**CONSIGNES**
[a] D'après l'extrait sur l'atterrissage à Breteuil en 1912, par quelle loi l'aéronautique militaire a-t-elle été créée ?
[b] En une à trois phrases, expliquez pourquoi l'aviateur Martinet parcourt la route entre Clermont et Bulles, selon l'extrait sur l'atterrissage à Breteuil en 1912.
[c] Poursuivez l'extrait sur l'atterrissage à Breteuil en 1912 à partir de sa dernière phrase.

Un atterrissage en douceur à Breteuil... en 1912

L’un des tout premiers aéroplanes à s’être posés à Breteuil ou dans les environs a été immortalisé par la photographie et la carte postale. Il s’agit d’un biplan qui participait aux grandes manœuvres organisées au mois d’août 1912. Créée par la loi du 29 mars 1912, l’aéronautique militaire est, pour la première fois, associée à ces manœuvres annuelles.

C’est le général Marie-Georges Picquart (1854-1914), qui dirige ces opérations. Il commande, depuis 1910, le 2e corps d’armée, à Amiens, après avoir été brièvement ministre de la Guerre dans le premier gouvernement Clemenceau, mais surtout pour avoir joué un rôle déterminant lors de l’affaire Dreyfus où sa remarquable ténacité permit d’innocenter le capitaine Dreyfus et de démontrer la culpabilité du commandant Esterhazy[1].

Breteuil est au premier plan de ces manœuvres de 1912, comme en témoigne un habitant de Breteuil dans l’une de ses correspondances, le 27 août : « Sommes encombrés d’officiers. Général Picard [sic] et Général Rousseau ici sont partis avec artillerie et cavalerie vers St-Just[2] ». La presse régionale se fait l’écho de ces mouvements de troupes et du rôle d’observation et d’étude que joue l’aviation naissante dans le cadre de ces grandes manœuvres. Ainsi, un journaliste du Progrès de la Somme peut-il écrire dans l’édition du 27 août 1912 :

 

« Entre Clermont et Bulles, ce matin, [le rédacteur écrit le 25 août], nous filons à toute allure, en compagnie de l’aviateur Martinet, qui étudie, par la route, les terrains mouvementés, vastes plaines, bosquets ou coteaux, dans lesquels la troisième division et la division provisoire se rencontreront, la semaine prochaine, pour livrer les derniers combats et terminer les manœuvres dans une charge triomphale[3] ».

 

L’aviateur Martinet en question n’est autre que Robert Martinet (1885-1917), pionnier de l’aviation, qui venait de recevoir la Légion d’honneur, le 14 juillet 1912, à Compiègne pour ses exploits aéronautiques, et qui devait décéder pendant la guerre lors d’un essai aérien sur le front balkanique. Martinet, qui avait obtenu son brevet de pilote en 1910, était devenu l’une des gloires montantes de l’aviation, et pilotait alors le plus souvent un biplan de modèle Farman.

**DONNÉES FOURNIES**
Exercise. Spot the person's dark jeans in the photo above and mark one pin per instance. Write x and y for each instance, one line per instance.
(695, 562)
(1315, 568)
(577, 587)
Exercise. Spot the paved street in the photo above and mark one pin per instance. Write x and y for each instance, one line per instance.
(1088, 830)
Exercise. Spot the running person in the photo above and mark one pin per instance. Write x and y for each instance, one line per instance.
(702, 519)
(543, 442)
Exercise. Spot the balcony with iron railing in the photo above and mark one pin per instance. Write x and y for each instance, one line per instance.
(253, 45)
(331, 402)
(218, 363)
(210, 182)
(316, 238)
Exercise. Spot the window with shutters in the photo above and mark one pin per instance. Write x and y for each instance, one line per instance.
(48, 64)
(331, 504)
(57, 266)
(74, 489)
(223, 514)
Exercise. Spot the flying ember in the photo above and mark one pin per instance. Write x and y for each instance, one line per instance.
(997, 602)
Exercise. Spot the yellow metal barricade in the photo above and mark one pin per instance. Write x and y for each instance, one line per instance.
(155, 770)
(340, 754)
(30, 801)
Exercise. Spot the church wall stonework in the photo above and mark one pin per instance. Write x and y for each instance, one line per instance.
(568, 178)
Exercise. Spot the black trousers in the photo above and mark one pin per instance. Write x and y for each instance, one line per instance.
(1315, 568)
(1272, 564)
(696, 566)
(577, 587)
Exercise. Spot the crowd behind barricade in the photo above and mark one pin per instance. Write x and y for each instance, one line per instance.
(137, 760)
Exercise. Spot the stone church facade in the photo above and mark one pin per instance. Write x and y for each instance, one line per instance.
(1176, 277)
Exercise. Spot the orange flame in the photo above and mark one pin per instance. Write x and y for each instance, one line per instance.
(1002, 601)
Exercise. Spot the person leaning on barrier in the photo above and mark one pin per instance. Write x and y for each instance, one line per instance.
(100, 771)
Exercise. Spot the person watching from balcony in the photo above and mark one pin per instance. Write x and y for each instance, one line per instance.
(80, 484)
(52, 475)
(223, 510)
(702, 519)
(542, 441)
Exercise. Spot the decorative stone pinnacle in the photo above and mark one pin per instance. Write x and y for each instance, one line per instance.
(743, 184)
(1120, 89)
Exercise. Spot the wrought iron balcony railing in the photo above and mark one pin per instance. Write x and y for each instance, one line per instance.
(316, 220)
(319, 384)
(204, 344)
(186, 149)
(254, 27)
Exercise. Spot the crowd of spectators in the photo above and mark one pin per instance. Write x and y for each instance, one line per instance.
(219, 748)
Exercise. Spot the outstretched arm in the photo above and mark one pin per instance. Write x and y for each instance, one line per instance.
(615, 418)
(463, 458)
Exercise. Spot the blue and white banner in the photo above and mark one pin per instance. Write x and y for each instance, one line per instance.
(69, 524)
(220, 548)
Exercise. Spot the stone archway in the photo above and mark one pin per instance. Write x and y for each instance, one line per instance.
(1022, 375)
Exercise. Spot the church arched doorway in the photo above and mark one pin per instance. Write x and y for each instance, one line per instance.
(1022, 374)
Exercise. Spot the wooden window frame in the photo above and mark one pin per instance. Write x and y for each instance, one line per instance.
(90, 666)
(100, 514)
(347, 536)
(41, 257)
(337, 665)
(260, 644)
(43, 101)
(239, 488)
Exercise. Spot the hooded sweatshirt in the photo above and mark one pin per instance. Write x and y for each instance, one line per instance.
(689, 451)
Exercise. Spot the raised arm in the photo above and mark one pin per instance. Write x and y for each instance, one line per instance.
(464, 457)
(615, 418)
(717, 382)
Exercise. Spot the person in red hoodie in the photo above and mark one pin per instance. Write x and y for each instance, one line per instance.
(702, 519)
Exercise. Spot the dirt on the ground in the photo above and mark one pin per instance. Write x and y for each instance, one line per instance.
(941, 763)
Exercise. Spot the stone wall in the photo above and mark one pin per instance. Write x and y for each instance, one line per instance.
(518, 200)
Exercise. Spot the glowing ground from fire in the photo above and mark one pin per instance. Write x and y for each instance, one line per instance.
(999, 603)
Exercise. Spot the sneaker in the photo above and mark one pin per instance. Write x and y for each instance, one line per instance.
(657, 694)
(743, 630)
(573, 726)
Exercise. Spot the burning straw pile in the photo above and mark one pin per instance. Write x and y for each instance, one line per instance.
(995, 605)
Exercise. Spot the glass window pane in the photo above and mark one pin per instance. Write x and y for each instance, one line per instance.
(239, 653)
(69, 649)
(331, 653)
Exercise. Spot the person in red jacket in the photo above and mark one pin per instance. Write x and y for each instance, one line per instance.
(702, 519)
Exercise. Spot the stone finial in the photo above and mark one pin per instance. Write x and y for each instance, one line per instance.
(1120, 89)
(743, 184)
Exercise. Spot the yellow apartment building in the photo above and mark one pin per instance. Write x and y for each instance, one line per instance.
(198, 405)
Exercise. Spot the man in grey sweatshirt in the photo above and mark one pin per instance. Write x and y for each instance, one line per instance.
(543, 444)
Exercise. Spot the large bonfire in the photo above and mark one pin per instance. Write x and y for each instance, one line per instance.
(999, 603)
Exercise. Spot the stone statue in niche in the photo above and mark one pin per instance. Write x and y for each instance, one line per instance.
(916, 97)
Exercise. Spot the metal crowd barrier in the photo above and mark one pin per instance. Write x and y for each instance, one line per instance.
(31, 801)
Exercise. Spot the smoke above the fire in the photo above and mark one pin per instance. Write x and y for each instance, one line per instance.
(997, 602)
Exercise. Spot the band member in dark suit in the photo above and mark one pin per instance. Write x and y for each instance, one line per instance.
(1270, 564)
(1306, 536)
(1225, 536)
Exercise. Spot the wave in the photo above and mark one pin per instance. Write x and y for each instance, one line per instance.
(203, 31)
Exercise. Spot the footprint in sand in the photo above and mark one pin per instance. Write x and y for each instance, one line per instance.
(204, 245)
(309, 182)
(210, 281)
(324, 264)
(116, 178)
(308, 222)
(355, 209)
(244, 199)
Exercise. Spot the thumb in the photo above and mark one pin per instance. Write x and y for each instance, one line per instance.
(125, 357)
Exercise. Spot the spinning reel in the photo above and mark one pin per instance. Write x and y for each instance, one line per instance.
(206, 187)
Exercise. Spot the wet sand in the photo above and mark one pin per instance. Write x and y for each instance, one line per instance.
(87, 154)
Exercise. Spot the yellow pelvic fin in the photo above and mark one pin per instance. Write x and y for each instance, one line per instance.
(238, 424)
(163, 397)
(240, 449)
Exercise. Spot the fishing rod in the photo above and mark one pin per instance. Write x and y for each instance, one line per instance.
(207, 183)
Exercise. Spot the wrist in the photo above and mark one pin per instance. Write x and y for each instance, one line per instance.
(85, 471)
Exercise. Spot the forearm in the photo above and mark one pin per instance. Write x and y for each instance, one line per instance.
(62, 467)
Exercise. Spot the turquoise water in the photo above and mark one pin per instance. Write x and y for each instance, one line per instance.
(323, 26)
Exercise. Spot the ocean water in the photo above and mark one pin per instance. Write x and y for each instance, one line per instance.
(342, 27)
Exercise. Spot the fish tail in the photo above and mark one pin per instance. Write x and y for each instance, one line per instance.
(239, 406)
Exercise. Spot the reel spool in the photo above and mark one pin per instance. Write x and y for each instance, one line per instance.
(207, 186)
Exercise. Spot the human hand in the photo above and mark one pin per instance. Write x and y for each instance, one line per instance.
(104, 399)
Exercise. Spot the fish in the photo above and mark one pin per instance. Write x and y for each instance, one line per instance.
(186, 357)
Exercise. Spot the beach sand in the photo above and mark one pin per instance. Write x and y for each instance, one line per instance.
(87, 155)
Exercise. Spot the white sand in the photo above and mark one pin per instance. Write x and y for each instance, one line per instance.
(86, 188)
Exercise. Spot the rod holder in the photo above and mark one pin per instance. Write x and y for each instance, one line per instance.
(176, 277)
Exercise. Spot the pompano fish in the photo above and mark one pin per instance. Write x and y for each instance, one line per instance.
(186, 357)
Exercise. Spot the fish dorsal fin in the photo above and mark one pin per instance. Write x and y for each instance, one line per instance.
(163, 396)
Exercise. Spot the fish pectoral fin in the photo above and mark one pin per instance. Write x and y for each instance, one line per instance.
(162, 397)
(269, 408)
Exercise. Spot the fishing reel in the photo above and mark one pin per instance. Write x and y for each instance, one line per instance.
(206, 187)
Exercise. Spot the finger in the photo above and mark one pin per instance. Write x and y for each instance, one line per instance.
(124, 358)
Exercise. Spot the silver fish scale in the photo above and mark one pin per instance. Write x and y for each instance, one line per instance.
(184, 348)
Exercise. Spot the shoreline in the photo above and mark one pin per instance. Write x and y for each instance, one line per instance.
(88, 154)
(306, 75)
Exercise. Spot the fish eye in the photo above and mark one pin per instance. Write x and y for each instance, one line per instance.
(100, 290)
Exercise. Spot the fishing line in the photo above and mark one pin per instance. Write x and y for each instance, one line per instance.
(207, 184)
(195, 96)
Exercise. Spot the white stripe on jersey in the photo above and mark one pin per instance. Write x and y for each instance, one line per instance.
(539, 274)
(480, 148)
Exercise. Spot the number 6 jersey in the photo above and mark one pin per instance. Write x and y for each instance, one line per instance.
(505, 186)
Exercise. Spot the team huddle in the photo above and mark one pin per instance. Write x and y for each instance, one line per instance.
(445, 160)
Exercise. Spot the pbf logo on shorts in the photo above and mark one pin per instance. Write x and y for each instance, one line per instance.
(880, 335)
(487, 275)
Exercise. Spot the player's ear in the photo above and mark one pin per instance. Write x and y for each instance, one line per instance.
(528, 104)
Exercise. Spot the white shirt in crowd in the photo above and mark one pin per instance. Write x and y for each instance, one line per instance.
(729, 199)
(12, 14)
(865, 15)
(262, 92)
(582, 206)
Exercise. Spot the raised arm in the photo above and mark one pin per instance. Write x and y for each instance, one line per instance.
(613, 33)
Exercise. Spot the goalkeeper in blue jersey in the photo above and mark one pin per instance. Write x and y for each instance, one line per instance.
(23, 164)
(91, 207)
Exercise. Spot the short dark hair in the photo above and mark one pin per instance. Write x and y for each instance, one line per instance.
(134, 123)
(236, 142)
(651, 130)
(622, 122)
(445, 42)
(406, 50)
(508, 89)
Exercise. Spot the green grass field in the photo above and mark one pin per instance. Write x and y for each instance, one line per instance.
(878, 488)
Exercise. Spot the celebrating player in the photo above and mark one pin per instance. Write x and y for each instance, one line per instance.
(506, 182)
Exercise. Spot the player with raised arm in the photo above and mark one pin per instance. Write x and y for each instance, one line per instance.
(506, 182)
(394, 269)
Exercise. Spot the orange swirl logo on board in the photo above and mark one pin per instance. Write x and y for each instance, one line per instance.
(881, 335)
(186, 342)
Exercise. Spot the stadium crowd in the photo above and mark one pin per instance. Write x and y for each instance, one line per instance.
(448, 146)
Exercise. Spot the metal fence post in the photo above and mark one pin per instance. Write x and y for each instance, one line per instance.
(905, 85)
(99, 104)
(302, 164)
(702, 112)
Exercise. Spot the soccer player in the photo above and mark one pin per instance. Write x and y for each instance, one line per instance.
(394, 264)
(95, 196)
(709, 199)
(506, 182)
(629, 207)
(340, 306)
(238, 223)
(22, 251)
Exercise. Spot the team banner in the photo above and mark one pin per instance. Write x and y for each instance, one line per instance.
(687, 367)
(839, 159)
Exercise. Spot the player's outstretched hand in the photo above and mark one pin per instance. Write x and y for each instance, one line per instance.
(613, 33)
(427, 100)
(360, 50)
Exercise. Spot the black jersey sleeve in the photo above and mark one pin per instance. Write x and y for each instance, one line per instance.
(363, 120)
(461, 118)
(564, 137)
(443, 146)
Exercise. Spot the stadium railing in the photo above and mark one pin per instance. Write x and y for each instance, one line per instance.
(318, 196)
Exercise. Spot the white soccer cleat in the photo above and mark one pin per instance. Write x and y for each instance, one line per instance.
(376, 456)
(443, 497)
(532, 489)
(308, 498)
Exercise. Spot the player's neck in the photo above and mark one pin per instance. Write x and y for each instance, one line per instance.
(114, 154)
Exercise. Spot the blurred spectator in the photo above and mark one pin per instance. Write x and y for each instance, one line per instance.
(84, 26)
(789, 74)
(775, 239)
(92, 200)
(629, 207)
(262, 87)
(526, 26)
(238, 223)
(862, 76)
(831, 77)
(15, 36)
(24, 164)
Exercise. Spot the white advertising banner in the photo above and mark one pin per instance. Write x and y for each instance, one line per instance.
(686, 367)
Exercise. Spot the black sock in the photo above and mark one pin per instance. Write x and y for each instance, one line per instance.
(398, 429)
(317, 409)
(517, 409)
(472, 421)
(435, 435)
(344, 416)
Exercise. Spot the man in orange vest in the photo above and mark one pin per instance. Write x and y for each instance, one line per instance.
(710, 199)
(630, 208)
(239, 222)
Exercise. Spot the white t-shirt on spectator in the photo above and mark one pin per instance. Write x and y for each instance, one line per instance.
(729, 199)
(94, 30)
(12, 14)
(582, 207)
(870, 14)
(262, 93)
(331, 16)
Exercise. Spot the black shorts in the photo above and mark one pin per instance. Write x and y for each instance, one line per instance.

**RÉPONSES RÉDIGÉES**
[a] Par la loi du 29 mars 1912.

[b] Il étudie par la route les terrains mouvementés, c'est-à-dire les vastes plaines, les bosquets et les coteaux. C'est là que la troisième division et la division provisoire doivent se rencontrer la semaine suivante pour livrer les derniers combats et terminer les manœuvres.

[c]
C’est peut-être ce biplan qui vint délicatement atterrir, le 25 août 1912, à flanc de côteau, dans un champ bordant la route de Paillart. On peut très précisément situer son lieu d’atterrissage puisque, sur la carte postale photographique, on distingue à l’arrière-plan, à droite la chapelle Saint-Cyr, et à gauche les bâtiments du moulin Belloiseau.

L’affluence de population constatée sur la photographie dénote le caractère plutôt exceptionnel de cet événement. Une population de tous âges mais plutôt de milieux populaires, la pratique aéronautique étant alors réservée à une élite économique et sociale. Même si le nom de l’aviateur demeure encore inconnu (des recherches plus approfondies pourraient peut-être permettre de l’identifier), on peut supposer que c’est Robert Martinet qui apparaît avec un autre mécanicien devant l’appareil. En revanche, un autre personnage, fort bien mis, et qui semble poser pour le photographe devant le biplan, demeure totalement inconnu.

 

Deux semaines après la grande fête patriotique de Breteuil, organisée le 11 août 1912, et au cours de laquelle un aéroplane suspendu à un fil au-dessus de la rue de Paris, conçu par l’entrepreneur de bâtiments Clodomir Martin (1864-1931), avait fait grande sensation auprès du public, l’atterrissage du biplan dans notre commune au cours des grandes manœuvres de Picardie suscite un vif intérêt de la part de la population britulienne, tout en participant à renforcer le sentiment patriotique, 2 ans presque jour pour jour avant le déclenchement de la Première Guerre mondiale.

 


[1] Le général Picquart devait mourir à Amiens, quelques mois avant la Première Guerre mondiale, des suites d’une chute de cheval.

[2] Archives privées.

[3] Le Progrès de la Somme, 27 août 1912.